::: Source records :::

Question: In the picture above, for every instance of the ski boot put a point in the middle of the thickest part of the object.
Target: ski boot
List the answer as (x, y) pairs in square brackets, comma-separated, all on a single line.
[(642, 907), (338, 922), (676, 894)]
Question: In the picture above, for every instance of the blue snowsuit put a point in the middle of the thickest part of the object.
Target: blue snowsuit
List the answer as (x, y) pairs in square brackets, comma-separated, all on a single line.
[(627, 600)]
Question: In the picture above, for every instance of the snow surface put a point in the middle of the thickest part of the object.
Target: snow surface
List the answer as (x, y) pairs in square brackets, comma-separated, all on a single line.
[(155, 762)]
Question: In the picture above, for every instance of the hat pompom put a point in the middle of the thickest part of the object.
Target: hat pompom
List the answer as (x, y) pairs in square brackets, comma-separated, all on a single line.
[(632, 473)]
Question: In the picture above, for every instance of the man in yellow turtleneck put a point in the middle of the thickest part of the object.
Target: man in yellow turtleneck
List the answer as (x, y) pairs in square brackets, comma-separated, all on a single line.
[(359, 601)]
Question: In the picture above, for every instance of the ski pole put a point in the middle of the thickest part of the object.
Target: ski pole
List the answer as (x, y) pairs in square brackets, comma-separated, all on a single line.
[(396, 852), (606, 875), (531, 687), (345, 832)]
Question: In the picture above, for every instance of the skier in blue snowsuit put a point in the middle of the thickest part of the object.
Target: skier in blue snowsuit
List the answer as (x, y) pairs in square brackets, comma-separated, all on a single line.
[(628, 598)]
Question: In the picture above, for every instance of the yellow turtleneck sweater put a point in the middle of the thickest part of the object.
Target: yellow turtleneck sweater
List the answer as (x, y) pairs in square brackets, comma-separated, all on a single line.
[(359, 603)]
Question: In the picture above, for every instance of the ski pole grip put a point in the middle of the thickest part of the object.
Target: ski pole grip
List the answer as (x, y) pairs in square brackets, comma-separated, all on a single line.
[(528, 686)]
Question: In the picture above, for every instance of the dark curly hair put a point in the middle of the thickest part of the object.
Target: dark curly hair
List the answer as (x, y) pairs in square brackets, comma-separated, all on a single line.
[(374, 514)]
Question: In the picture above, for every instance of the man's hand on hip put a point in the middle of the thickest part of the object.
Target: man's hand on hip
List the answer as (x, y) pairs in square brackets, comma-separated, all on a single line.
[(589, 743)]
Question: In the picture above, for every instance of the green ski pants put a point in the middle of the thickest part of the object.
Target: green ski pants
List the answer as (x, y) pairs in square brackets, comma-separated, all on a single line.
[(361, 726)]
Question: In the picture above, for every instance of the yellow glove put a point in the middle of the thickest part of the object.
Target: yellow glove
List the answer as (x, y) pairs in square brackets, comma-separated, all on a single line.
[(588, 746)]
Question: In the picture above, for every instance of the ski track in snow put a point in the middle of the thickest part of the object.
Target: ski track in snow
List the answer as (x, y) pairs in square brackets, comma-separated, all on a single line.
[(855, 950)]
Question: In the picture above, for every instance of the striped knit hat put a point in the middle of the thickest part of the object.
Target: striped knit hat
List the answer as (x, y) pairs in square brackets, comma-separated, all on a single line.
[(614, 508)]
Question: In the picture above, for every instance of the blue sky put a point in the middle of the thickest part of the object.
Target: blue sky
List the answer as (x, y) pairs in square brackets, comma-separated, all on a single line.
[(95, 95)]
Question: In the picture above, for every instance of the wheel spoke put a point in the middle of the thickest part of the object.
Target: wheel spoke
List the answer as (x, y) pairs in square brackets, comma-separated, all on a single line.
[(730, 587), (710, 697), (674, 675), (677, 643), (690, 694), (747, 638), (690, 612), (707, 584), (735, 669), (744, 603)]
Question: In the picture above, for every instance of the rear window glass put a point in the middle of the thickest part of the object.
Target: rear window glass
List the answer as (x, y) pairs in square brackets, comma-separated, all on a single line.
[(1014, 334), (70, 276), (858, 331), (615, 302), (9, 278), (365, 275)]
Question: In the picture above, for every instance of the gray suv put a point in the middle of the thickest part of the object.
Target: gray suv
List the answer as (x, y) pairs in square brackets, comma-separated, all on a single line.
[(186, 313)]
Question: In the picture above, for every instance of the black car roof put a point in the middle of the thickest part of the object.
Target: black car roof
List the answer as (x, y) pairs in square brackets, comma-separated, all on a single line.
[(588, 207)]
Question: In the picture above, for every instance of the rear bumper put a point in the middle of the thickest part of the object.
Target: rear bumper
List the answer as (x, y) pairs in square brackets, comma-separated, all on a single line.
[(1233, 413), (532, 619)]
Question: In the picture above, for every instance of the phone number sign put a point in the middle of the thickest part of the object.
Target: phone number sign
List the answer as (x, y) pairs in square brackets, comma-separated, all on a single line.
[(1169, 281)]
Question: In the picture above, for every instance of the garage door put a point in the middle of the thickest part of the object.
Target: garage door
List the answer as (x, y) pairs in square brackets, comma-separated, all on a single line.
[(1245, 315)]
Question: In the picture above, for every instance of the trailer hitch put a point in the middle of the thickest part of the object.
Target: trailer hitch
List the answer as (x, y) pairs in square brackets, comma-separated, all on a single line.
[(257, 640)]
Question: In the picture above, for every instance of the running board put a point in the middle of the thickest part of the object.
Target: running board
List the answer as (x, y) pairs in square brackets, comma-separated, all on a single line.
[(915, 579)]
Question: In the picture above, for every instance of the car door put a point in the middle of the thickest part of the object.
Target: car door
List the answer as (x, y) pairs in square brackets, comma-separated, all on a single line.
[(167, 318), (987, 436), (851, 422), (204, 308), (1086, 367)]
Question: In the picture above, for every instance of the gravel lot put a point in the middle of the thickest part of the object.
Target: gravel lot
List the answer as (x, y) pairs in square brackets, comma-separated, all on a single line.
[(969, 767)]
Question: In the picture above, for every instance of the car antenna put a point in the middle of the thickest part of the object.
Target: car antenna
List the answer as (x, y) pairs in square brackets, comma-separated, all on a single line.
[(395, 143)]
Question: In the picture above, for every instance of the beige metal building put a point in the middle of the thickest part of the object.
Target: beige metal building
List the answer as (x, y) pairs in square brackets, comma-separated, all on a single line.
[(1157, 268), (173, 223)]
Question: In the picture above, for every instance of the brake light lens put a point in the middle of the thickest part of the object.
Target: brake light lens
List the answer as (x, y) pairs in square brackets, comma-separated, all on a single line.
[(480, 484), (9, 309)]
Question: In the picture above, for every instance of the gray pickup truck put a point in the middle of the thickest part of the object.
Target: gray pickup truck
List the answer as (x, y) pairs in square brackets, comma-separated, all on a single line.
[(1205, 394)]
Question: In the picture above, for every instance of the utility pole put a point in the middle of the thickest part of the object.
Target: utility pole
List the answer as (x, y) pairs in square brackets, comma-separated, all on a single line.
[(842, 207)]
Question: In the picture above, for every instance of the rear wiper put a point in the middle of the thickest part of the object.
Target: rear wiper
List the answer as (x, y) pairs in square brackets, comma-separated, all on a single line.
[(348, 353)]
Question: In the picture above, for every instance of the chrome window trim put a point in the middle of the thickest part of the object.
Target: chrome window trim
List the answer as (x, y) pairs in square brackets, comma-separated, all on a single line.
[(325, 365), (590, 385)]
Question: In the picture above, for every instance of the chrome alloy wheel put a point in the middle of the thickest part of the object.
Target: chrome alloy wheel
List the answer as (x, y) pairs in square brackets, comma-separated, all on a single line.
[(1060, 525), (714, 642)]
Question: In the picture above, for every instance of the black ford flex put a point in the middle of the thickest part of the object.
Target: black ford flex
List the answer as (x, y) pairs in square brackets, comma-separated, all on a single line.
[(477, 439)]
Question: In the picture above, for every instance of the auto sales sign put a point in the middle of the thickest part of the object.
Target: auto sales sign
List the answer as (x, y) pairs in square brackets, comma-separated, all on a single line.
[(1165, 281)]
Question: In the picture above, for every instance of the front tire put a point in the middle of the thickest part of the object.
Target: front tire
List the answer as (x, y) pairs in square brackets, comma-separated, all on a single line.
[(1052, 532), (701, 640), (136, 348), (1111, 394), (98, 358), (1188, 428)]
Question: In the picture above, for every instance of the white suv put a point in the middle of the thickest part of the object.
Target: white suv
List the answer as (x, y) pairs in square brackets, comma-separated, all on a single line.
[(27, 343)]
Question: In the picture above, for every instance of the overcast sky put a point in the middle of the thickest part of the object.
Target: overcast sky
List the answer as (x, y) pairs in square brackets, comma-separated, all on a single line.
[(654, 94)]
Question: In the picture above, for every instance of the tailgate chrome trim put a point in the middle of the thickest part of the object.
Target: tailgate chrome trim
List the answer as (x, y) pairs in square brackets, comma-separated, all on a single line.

:::

What needs to be done: Reproduce the records above verbatim, starting at the line that contains "the blue snowsuit" and ending at the line that contains "[(396, 852), (606, 875), (531, 687), (345, 832)]", with both of those lines included.

Correct answer:
Question: In the picture above, for every instance of the blue snowsuit put a point in the middle of the thickest part of the object.
Target: blue snowsuit
List the answer as (x, y) pairs in square brackets, comma-separated, all on a single line.
[(627, 600)]
Question: In the picture above, for every instance of the snow surface put a point in the middle of the thickest part of the object.
Target: snow surface
List the answer as (x, y) pairs in square brackets, comma-separated, all on a single line.
[(155, 762)]
Question: In the picture above, for every instance of the hat pompom put a point in the middle of the thickest part of the object.
Target: hat pompom
List the answer as (x, y) pairs in square brackets, comma-separated, all on a single line.
[(632, 473)]
Question: In the picture above, for every instance of the man in yellow turtleneck put a point in the middle of the thickest part of the object.
Target: man in yellow turtleneck
List the answer as (x, y) pairs in square brackets, comma-separated, all on a single line.
[(359, 601)]
Question: In the picture above, for every instance of the ski pole put a point in the middle of the thickest part of the object.
Target: ski pole
List the answer as (x, y) pairs in square brackets, comma-separated, all on a single line.
[(396, 852), (606, 875), (531, 687), (345, 832)]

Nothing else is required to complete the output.